## Records supplied:
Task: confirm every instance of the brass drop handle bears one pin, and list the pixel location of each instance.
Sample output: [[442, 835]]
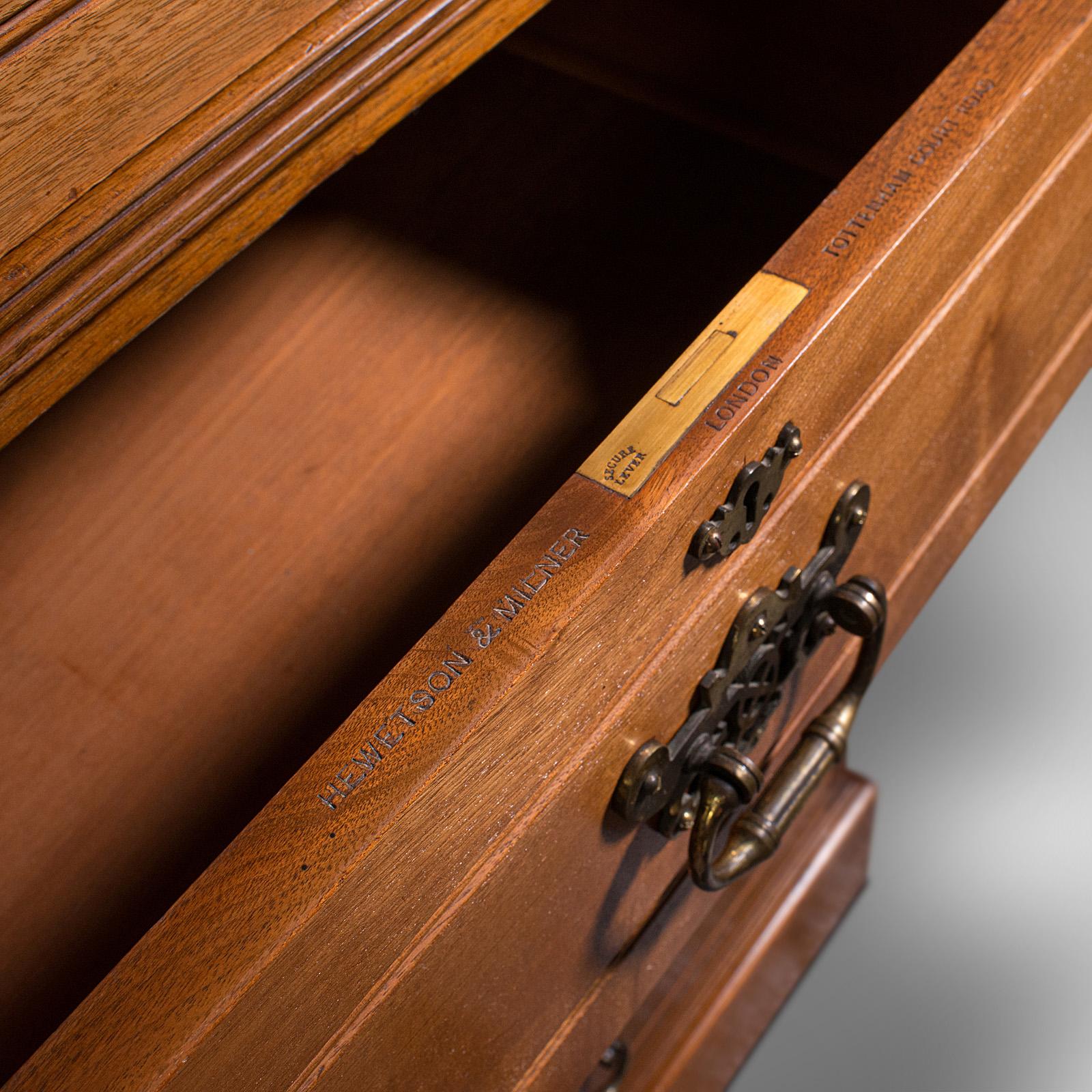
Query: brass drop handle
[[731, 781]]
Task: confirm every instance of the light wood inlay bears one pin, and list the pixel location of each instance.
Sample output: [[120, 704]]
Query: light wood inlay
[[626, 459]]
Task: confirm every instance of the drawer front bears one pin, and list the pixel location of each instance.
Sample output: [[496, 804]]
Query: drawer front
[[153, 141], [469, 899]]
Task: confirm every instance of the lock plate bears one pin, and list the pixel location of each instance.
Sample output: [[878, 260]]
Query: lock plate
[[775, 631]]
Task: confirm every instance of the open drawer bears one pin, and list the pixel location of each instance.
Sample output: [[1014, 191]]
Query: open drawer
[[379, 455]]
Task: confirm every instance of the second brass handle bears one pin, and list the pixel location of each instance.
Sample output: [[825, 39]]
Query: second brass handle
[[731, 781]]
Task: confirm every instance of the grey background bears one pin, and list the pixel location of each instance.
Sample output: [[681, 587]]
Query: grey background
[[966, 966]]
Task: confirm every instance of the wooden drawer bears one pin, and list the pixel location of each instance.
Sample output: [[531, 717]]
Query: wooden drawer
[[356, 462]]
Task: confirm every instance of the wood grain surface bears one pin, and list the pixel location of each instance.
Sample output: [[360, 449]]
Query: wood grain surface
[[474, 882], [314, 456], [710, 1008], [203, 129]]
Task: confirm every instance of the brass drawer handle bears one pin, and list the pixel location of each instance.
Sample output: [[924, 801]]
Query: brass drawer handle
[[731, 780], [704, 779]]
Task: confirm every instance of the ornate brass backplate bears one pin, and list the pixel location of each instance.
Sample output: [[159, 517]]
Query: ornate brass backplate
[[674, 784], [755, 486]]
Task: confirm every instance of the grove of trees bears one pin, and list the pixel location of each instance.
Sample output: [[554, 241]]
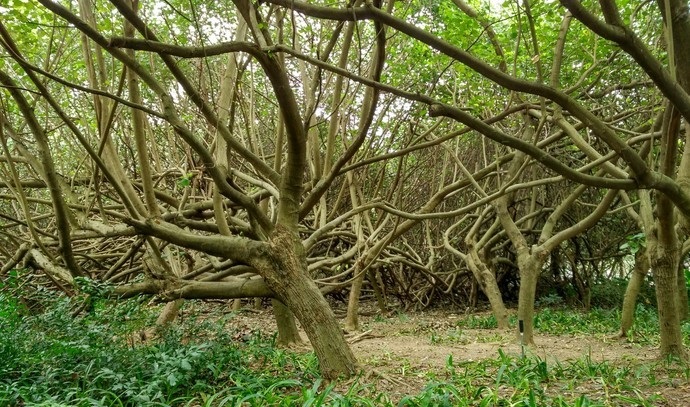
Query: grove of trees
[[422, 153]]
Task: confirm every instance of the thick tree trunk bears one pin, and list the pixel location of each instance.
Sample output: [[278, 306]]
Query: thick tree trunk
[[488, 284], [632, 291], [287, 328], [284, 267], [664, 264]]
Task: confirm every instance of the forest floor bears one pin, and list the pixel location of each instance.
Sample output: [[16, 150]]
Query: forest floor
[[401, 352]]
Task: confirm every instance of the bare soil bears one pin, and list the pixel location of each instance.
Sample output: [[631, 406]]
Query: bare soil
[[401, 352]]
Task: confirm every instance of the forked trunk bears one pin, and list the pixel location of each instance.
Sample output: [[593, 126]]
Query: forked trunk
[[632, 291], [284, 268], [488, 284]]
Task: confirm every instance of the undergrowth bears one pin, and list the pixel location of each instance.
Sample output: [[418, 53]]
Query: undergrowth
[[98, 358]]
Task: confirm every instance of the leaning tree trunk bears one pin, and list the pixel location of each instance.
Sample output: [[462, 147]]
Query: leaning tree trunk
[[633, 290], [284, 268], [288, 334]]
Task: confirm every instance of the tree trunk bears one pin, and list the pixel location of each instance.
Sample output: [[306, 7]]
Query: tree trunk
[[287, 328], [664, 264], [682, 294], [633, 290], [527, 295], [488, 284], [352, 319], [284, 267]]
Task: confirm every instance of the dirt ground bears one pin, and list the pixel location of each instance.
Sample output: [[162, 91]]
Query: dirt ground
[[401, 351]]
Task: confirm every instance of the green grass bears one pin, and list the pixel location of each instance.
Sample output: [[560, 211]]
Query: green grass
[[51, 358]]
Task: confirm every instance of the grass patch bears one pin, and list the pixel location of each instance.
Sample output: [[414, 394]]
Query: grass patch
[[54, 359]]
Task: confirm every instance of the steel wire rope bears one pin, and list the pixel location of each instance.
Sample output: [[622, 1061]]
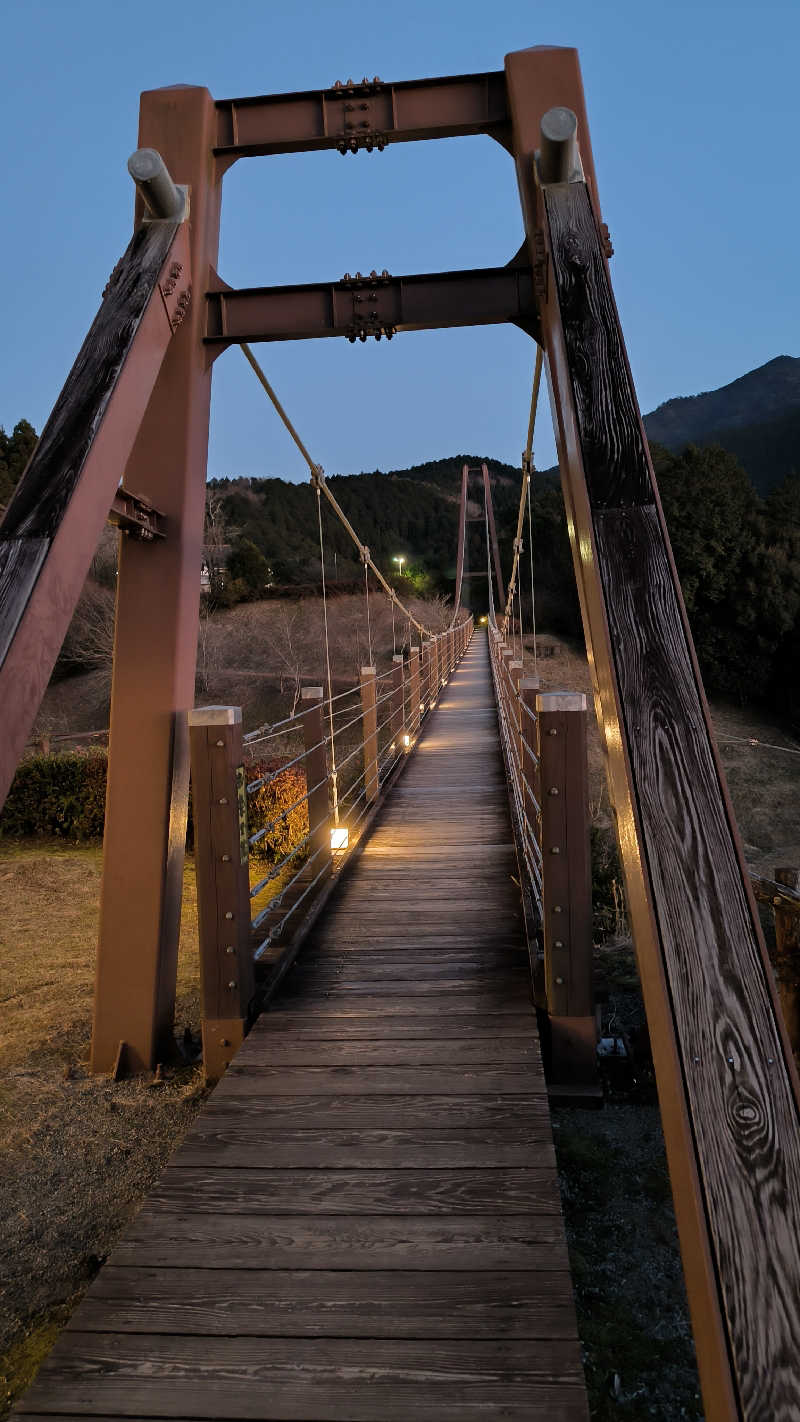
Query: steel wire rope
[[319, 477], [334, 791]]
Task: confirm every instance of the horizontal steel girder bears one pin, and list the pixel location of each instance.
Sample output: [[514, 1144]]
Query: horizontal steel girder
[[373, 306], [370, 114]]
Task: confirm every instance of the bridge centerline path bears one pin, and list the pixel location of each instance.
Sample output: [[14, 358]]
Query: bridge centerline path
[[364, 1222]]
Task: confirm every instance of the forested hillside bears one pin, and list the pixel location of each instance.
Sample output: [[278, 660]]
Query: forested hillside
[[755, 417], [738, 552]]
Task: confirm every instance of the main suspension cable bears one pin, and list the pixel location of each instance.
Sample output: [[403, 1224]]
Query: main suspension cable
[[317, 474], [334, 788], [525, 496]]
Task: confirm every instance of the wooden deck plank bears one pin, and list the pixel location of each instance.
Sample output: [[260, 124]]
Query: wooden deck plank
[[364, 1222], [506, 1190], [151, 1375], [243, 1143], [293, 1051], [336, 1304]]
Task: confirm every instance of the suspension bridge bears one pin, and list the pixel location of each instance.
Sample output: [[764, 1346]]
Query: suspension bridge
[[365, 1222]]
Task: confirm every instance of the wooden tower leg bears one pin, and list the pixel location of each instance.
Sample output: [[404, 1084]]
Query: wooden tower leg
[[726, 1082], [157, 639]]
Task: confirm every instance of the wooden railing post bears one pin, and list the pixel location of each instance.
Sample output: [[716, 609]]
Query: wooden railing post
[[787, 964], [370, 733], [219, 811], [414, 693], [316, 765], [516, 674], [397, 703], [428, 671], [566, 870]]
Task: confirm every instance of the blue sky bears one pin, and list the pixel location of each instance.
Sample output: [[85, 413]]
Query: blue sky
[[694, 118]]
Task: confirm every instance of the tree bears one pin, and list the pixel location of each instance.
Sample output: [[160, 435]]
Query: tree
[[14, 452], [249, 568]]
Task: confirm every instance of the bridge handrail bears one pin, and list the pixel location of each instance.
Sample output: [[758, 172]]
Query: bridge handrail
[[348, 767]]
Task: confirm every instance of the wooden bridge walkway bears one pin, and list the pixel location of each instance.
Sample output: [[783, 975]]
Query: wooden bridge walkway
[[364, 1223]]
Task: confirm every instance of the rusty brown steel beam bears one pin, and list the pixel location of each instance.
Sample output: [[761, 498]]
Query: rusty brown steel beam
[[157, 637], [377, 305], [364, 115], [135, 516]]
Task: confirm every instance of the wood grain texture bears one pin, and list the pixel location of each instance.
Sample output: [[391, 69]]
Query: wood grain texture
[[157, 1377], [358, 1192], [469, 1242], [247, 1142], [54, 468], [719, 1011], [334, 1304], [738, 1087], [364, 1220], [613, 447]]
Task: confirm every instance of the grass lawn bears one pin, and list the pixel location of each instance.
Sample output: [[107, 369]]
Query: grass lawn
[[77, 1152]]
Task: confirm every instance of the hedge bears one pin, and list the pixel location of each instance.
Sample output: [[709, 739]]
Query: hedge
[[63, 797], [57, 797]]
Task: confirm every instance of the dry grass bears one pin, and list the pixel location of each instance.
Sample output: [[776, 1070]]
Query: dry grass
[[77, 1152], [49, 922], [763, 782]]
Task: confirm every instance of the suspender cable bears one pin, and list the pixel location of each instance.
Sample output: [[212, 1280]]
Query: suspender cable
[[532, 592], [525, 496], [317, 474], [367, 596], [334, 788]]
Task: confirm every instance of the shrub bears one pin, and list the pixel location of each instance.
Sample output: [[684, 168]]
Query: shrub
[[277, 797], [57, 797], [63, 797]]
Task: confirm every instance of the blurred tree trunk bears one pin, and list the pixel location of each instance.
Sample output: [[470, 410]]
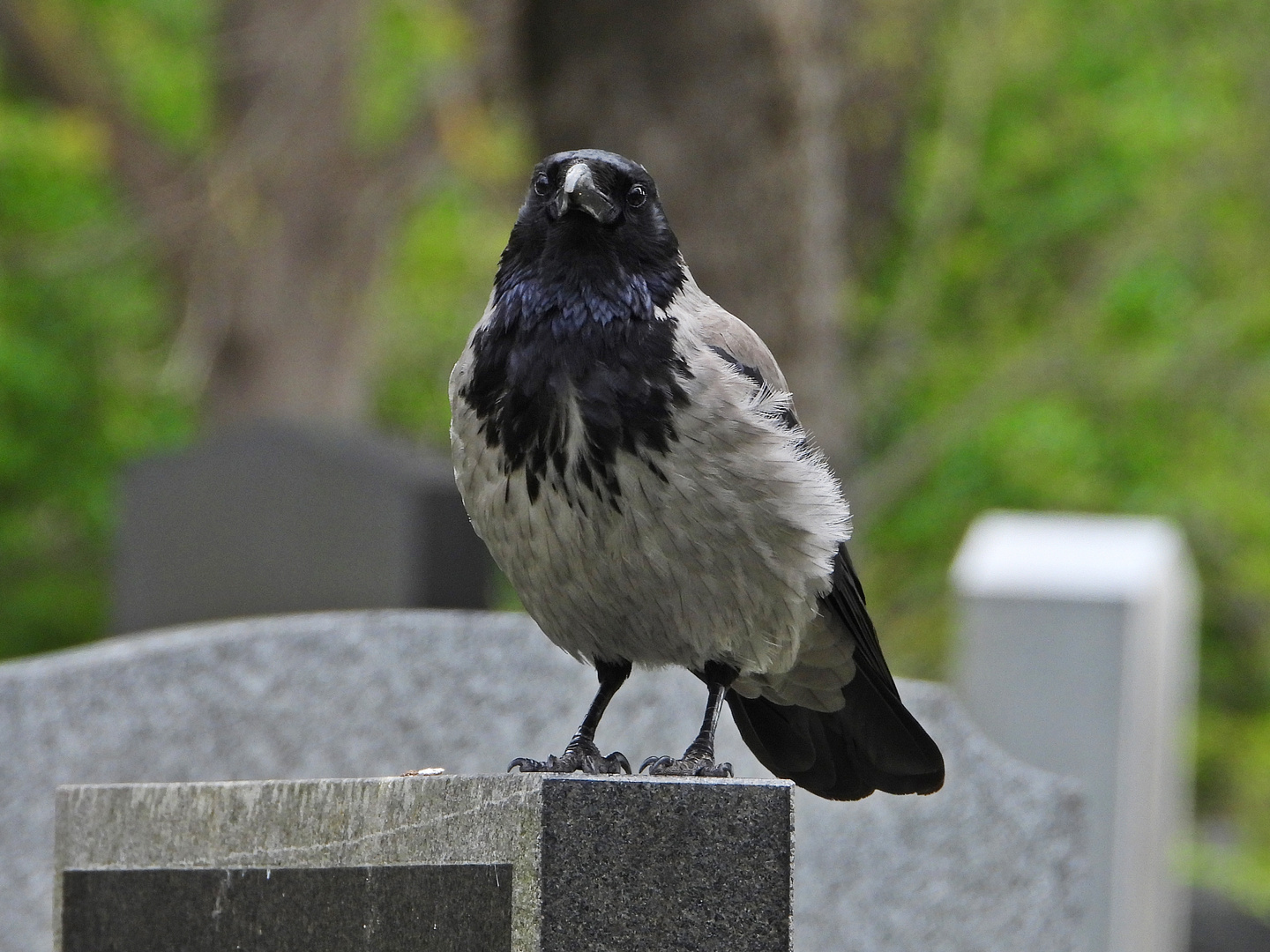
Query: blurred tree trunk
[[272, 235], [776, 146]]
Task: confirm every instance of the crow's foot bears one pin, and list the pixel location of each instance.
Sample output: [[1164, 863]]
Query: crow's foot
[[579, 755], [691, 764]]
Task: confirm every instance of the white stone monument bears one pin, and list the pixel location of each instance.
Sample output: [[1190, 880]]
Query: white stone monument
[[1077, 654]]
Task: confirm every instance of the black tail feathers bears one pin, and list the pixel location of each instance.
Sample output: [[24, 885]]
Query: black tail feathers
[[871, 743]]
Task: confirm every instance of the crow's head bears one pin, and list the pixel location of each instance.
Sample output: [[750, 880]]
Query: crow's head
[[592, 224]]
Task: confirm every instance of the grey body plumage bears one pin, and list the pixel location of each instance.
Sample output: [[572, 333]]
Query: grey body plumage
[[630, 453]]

## Action item:
Transcribe the lines above between the line holding "Sample output: [[160, 435]]" and the line holding "Sample output: [[761, 498]]", inclusive, exactly as they stand and with nothing added.

## Result of this exercise:
Sample output: [[160, 435]]
Query: tree
[[14, 452], [249, 568]]
Task: confirm every instance of the bridge handrail bears one pin, and list the pixel location of each instance.
Sample output: [[758, 172]]
Query: bridge handrail
[[348, 767]]
Task: confirm every instance of the wooden bridge walkway bears one pin, and list the pixel location of each instance.
Sample output: [[783, 975]]
Query: wooden bridge walkway
[[364, 1223]]
Task: confirm every instance of the rusty brown steel beam bears one pin, and list the pixel location of each instance.
Sample output: [[761, 498]]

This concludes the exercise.